··· Extracted records ···

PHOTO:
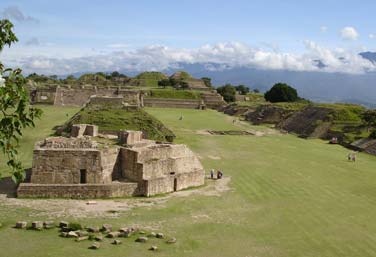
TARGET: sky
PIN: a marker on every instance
(63, 37)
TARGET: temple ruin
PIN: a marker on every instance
(89, 165)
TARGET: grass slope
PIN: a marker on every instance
(175, 94)
(115, 119)
(52, 116)
(290, 197)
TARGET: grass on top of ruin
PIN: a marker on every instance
(288, 197)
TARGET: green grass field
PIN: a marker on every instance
(52, 116)
(289, 197)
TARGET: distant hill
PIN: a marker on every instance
(316, 86)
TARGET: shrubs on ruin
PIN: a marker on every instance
(281, 92)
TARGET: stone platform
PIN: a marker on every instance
(83, 191)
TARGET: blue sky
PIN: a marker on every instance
(69, 30)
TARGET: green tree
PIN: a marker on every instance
(281, 92)
(243, 90)
(164, 83)
(373, 134)
(369, 118)
(15, 112)
(183, 85)
(228, 92)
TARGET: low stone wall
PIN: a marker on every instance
(43, 96)
(116, 189)
(174, 183)
(172, 103)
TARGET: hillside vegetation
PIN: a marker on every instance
(307, 119)
(110, 119)
(173, 93)
(286, 197)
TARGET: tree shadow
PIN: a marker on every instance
(9, 188)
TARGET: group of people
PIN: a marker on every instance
(351, 156)
(219, 174)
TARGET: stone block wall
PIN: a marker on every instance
(73, 97)
(172, 103)
(130, 137)
(55, 166)
(85, 191)
(79, 130)
(43, 96)
(173, 183)
(162, 168)
(110, 165)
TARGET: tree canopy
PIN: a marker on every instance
(281, 92)
(15, 112)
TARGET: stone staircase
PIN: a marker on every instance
(213, 100)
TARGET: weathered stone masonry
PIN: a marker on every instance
(80, 167)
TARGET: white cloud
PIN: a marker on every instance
(323, 29)
(118, 46)
(158, 58)
(13, 13)
(32, 42)
(349, 33)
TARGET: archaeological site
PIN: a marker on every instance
(92, 165)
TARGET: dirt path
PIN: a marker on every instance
(65, 208)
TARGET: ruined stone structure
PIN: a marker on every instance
(86, 166)
(66, 96)
(174, 103)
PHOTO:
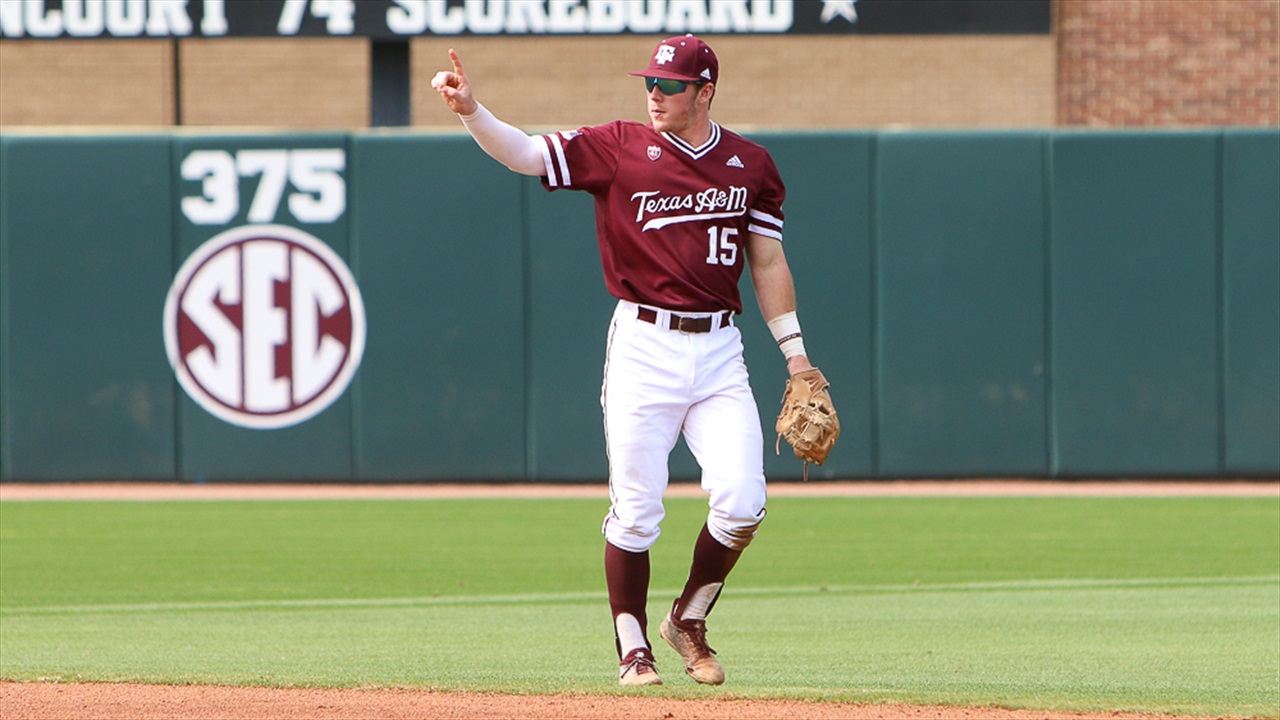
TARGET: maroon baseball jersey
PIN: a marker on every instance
(671, 219)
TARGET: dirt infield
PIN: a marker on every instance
(119, 701)
(108, 701)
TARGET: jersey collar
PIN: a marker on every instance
(695, 153)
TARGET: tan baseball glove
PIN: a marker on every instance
(808, 419)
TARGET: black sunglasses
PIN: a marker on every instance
(668, 86)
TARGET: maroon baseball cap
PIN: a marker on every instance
(682, 58)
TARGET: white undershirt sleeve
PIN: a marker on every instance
(504, 142)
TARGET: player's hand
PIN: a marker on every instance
(798, 364)
(455, 89)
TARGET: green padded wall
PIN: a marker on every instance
(827, 237)
(210, 449)
(1251, 249)
(960, 267)
(568, 314)
(5, 443)
(86, 231)
(1134, 292)
(437, 229)
(1045, 304)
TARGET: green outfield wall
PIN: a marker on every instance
(396, 306)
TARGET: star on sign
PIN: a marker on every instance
(841, 8)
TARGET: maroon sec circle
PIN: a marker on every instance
(264, 326)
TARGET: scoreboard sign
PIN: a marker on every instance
(391, 19)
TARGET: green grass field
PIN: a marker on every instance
(1153, 605)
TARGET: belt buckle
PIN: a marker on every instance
(688, 324)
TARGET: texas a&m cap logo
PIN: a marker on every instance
(264, 326)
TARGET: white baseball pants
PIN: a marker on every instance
(659, 383)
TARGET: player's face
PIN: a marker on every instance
(677, 112)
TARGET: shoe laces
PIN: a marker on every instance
(639, 660)
(696, 633)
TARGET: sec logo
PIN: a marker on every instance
(264, 326)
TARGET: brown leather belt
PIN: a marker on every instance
(684, 323)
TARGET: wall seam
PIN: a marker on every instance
(1220, 291)
(876, 301)
(1051, 451)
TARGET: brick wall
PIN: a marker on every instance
(766, 82)
(1169, 63)
(278, 83)
(1110, 63)
(86, 82)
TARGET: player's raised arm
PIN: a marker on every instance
(503, 142)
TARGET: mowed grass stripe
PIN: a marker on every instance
(657, 595)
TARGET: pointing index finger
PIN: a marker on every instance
(457, 63)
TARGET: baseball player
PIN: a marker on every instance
(682, 206)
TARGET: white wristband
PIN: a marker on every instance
(504, 142)
(786, 332)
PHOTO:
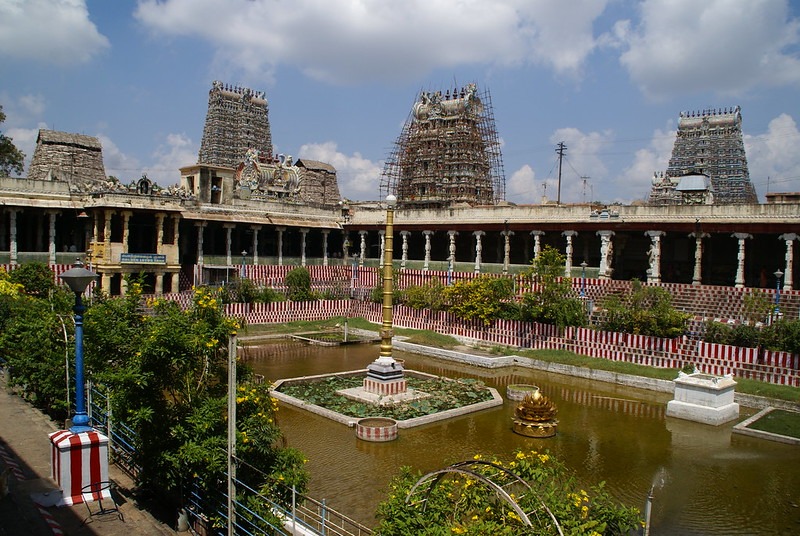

···

- **What the task asks**: Arrange the lines from the one holding "TARGET: pointing index finger" through the end of the rows, inclusive, as a JSON list of strings with one string per line and no blank lines. Leave out the pictures.

- **Written answer**:
[
  "TARGET: pointing index finger",
  "PIN: a marker on every instance",
  "(457, 63)",
  "TARGET: baseball player",
  "PIN: a marker on every instance",
  "(682, 206)",
  "TARGET: white wristband",
  "PIN: a marker on every instance",
  "(504, 142)",
  "(786, 332)",
  "PHOTO:"
]